▸ PERGUNTAS:
A: Responda com base no texto sobre a menina de 10 anos:
(i) Que percentual dos casos de violência sexual contra crianças e adolescentes ocorre no ambiente familiar?
(ii) Que idade de gestação a equipe de Vitória alegou ao se recusar a atender a menina?
(iii) Há quantos anos está em vigor a lei citada no último parágrafo?
B: Por favor, transcreva sem alterações o trecho do texto sobre a menina de 10 anos que vai de "Se o Brasil" até "pedido era prescindível.".

Criança de 10 anos, estuprada desde os 6, teve de viajar de Vitória a Recife para interromper gravidez
A história cruel da menina de 10 anos que engravidou, abusada pelo próprio tio no Espírito Santo, é ainda mais perversa pela dificuldade atávica do Brasil para lidar com o tema e fazer cumprir a lei. O país parece ignorar uma realidade repulsiva, mais comum do que se pensa. Quase 90% dos casos de violência sexual contra crianças e adolescentes ocorrem no ambiente familiar, de acordo com dados apresentados ano passado ao Congresso pela Ouvidoria Nacional do Ministério da Mulher, da Família e dos Direitos Humanos.
Se o Brasil falha em proteger crianças e adolescentes, fracassa também em agir nos casos de violência sexual. O episódio da menina é exemplar. Em contraste com outras democracias, a legislação brasileira é restritiva em relação ao aborto. Só o permite em três situações: estupro, quando há risco de vida para a gestante e em caso de feto anencéfalo. Uma gestação aos 10 anos de idade configura estupro incontestável e risco flagrante à vida da mãe. A lei deveria tão somente ser aplicada. Desnecessariamente, contudo, levou-se a questão à Justiça. O juiz que analisou o caso destacou em seu despacho, favorável à interrupção da gravidez, que o pedido era prescindível.
Em circunstâncias em que as condições físicas e psicológicas da menina são as piores possíveis, ela foi levada para Vitória para ser submetida ao procedimento. A equipe se recusou a atendê-la, alegando idade de gestação avançada (22 semanas). A legislação (o Código Penal) não faz ressalva sobre isso. Do ponto de vista legal, o argumento não se sustenta. Qualquer médico tem direito de se recusar a fazer um aborto, mas o hospital deveria ter chamado outra equipe. A solução encontrada foi ainda mais desgastante: levá-la para Recife, a 1,8 mil quilômetros. Impressiona a falta de sensibilidade ao lidar com uma menina traumatizada, abusada desde os 6 anos pelo tio, foragido.
O rosário de crueldades não terminou aí. Internada para submeter-se ao aborto, que ocorreu ontem, a menina foi vítima também de pressões de grupos que cercaram o hospital, hostilizaram os médicos e o diretor. Uma das responsáveis por divulgar o nome completo e o paradeiro dela — atitude ilegal e irresponsável — foi a extremista de direita Sara Giromini, um dos alvos do inquérito contra fake news que tramita no Supremo.
A lei brasileira só admite aborto em casos excepcionais. Se algum caso pode ser considerado excepcional, é o da menina de 10 anos. Não há, aqui, espaço para debater a liberação do aborto (questão legítima noutros contextos). Trata-se simplesmente de cumprir o que determina uma lei em vigor há 80 anos.

▸ DADOS FORNECIDOS:
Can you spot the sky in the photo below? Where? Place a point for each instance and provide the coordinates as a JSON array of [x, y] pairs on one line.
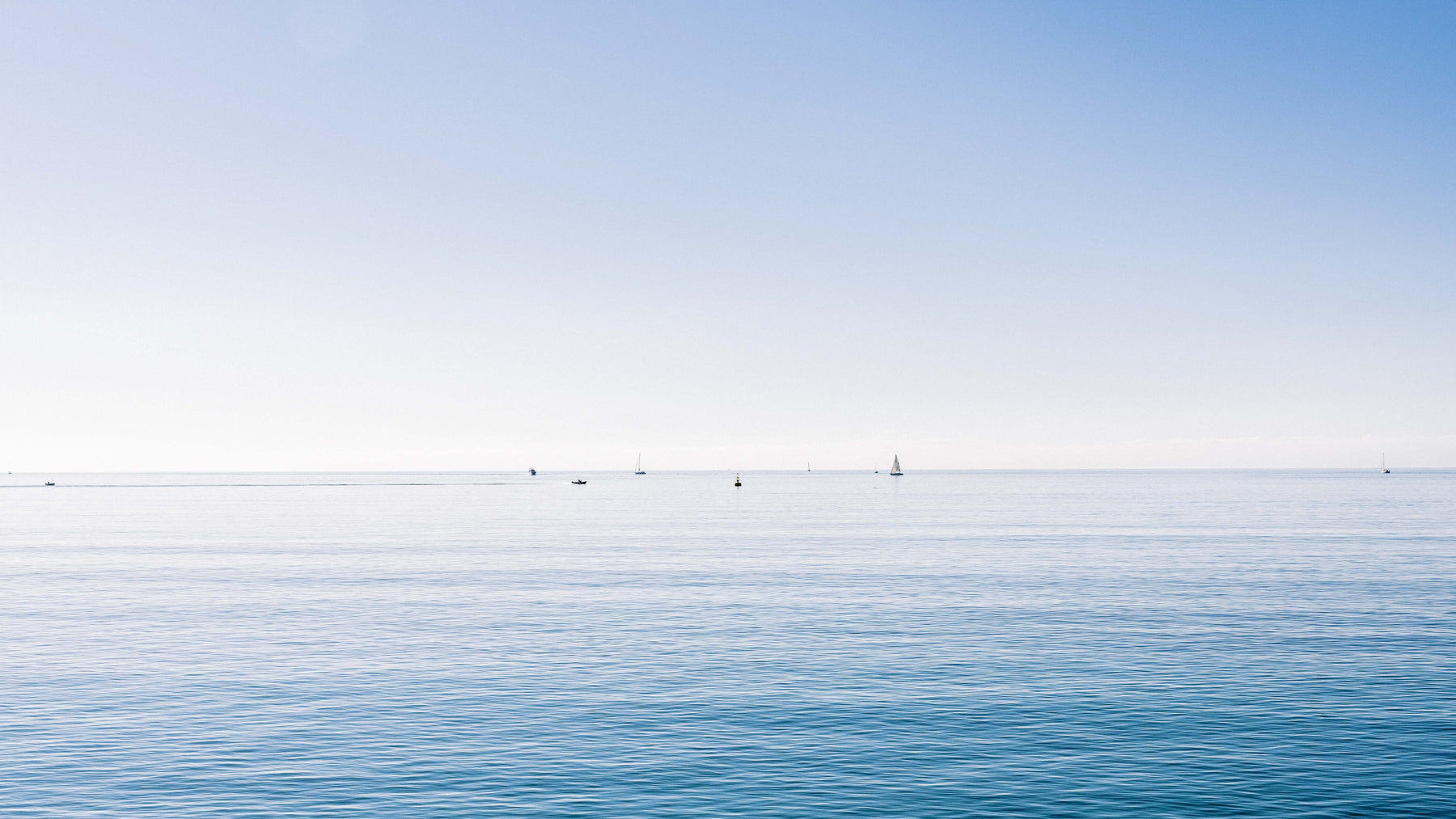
[[494, 236]]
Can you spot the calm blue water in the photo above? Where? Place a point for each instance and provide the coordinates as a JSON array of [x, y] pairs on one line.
[[1070, 644]]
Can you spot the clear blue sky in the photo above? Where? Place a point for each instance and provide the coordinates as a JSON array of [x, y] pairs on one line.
[[727, 234]]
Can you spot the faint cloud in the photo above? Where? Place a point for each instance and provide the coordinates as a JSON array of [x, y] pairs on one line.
[[328, 29]]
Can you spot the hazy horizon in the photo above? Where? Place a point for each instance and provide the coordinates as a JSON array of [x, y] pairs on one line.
[[364, 236]]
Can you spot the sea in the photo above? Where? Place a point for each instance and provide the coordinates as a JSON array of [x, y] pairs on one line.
[[807, 644]]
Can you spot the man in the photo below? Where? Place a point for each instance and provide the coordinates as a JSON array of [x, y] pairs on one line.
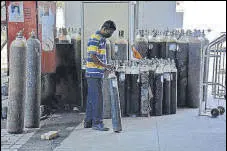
[[95, 68]]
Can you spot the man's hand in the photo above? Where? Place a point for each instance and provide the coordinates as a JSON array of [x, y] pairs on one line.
[[110, 67]]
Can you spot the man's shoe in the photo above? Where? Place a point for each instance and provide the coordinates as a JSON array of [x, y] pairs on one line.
[[100, 127], [87, 124]]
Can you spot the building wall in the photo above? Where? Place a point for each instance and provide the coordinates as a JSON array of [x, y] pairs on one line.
[[158, 14], [151, 14], [73, 13]]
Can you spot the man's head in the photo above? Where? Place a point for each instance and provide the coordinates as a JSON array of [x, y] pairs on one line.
[[108, 28]]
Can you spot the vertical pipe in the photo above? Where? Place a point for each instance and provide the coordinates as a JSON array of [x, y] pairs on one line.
[[33, 83], [173, 104], [158, 94], [166, 94], [17, 60]]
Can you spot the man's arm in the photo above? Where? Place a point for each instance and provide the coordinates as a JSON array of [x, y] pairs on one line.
[[99, 62]]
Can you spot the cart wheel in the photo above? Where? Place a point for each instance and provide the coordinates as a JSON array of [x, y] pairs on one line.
[[214, 112], [221, 110]]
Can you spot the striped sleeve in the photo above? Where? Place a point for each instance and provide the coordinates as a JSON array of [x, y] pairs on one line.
[[93, 44]]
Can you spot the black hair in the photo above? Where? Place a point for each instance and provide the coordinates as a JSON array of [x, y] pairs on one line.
[[109, 24], [13, 9]]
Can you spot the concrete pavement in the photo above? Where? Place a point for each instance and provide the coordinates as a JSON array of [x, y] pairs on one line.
[[184, 131]]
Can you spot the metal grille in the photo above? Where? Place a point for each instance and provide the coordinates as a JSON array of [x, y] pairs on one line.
[[213, 73]]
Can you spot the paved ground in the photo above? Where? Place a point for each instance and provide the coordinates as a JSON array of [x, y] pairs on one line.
[[184, 131], [30, 140]]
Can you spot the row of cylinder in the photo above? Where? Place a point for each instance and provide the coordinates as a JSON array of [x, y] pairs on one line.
[[134, 80], [24, 84], [186, 49]]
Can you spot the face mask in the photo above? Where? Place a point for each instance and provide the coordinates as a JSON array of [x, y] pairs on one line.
[[107, 35]]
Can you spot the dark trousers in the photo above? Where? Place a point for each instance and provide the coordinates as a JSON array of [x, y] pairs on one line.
[[94, 109]]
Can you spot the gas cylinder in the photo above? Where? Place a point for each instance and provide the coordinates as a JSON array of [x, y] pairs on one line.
[[115, 103], [120, 51], [17, 61], [76, 41], [33, 82], [173, 104], [166, 94]]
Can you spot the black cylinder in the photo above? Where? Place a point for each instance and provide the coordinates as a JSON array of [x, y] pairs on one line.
[[173, 103], [79, 82], [33, 83], [158, 94], [17, 61], [84, 90], [152, 86], [145, 89], [182, 68], [194, 71], [132, 94], [166, 94], [121, 88]]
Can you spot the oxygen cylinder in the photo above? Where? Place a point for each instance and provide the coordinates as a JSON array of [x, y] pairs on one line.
[[152, 85], [194, 71], [33, 82], [132, 94], [173, 104], [106, 99], [182, 67], [121, 87], [166, 94], [17, 61], [115, 103], [154, 47], [146, 94], [121, 48], [158, 94], [76, 41]]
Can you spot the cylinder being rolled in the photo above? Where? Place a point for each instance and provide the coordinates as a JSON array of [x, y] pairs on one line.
[[115, 103], [166, 94], [17, 62], [33, 83]]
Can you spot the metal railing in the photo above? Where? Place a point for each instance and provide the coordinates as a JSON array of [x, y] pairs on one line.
[[213, 73]]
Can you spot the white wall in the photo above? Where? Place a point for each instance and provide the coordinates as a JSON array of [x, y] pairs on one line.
[[158, 14], [152, 14]]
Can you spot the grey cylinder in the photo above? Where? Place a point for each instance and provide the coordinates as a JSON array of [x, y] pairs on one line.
[[15, 119], [77, 53], [132, 95], [33, 83], [158, 94], [173, 103], [115, 104], [106, 99], [166, 94], [145, 94], [182, 68], [121, 88]]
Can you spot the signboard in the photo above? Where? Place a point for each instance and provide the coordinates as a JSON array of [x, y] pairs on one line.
[[16, 12]]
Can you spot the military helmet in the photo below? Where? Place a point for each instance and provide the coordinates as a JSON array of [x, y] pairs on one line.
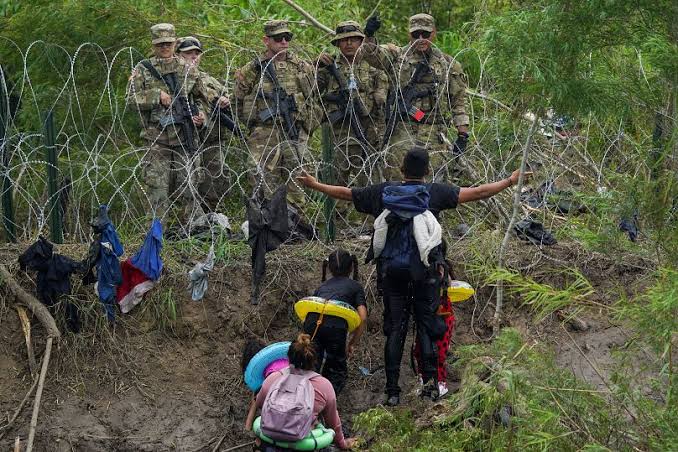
[[189, 43], [347, 29], [423, 22], [276, 27], [163, 33]]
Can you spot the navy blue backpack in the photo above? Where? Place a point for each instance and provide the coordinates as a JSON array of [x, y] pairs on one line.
[[400, 252]]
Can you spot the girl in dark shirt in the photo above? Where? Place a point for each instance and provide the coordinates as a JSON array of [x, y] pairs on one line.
[[329, 333]]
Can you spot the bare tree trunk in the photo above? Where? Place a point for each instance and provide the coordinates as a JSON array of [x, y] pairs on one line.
[[514, 216]]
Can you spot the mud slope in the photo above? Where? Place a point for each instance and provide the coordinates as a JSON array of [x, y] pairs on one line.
[[149, 385]]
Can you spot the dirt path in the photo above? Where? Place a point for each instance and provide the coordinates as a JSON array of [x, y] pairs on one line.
[[143, 388]]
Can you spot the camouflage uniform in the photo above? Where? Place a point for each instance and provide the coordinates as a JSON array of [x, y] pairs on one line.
[[273, 155], [448, 102], [167, 168], [354, 162], [215, 140]]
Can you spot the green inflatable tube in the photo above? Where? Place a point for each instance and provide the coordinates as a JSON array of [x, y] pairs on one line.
[[319, 438]]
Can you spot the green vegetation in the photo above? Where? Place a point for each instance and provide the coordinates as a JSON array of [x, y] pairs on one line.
[[513, 396]]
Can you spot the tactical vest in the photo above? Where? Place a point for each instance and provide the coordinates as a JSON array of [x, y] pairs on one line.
[[293, 76]]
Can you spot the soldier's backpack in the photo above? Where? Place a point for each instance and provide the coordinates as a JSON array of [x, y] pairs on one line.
[[287, 414], [400, 251]]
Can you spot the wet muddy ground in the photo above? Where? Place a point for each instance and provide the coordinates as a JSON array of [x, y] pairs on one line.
[[141, 388]]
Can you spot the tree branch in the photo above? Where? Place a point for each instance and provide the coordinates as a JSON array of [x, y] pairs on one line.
[[514, 216], [312, 19]]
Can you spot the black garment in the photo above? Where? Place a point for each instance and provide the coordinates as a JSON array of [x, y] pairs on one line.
[[339, 288], [54, 277], [401, 291], [368, 199], [330, 339], [400, 295], [330, 345], [268, 229]]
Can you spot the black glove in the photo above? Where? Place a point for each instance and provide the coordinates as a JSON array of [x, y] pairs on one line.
[[373, 24], [460, 143]]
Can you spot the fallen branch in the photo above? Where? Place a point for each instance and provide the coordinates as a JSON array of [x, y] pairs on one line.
[[514, 216], [38, 309], [312, 19], [38, 394], [26, 327]]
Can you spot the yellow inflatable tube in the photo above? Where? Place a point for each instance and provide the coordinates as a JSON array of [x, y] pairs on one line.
[[328, 307], [459, 291]]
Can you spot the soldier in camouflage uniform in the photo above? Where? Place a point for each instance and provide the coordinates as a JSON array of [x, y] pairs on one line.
[[356, 140], [169, 170], [215, 140], [440, 102], [274, 154]]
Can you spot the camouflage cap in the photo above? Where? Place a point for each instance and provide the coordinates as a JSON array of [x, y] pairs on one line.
[[276, 27], [422, 22], [188, 43], [163, 33], [347, 29]]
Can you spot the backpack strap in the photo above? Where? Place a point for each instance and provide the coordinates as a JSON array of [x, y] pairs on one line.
[[168, 79]]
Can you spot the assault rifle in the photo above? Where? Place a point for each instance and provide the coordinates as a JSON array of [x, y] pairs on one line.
[[346, 98], [181, 112], [400, 105], [282, 105], [227, 119]]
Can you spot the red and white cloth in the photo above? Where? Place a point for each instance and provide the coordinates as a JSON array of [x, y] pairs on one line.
[[134, 285]]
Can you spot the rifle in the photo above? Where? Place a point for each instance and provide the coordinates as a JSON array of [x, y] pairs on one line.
[[282, 105], [181, 112], [401, 106], [349, 105], [227, 119]]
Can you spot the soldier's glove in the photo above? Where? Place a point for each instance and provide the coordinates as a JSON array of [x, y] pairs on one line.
[[460, 143], [373, 24]]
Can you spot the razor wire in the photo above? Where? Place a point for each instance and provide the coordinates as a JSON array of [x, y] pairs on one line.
[[101, 157]]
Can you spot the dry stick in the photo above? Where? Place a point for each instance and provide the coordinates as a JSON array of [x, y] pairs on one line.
[[512, 222], [38, 395], [7, 426], [37, 308], [26, 327], [313, 20], [43, 315]]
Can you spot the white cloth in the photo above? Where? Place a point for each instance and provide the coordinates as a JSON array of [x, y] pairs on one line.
[[425, 227], [198, 276]]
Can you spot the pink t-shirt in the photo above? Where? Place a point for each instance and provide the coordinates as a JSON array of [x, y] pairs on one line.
[[325, 404]]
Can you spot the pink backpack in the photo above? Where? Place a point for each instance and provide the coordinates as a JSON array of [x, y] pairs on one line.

▸ RESPOSTAS POR ITEM:
A:
(i) Quase 90%.
(ii) 22 semanas.
(iii) 80 anos.

B:
Se o Brasil falha em proteger crianças e adolescentes, fracassa também em agir nos casos de violência sexual. O episódio da menina é exemplar. Em contraste com outras democracias, a legislação brasileira é restritiva em relação ao aborto. Só o permite em três situações: estupro, quando há risco de vida para a gestante e em caso de feto anencéfalo. Uma gestação aos 10 anos de idade configura estupro incontestável e risco flagrante à vida da mãe. A lei deveria tão somente ser aplicada. Desnecessariamente, contudo, levou-se a questão à Justiça. O juiz que analisou o caso destacou em seu despacho, favorável à interrupção da gravidez, que o pedido era prescindível.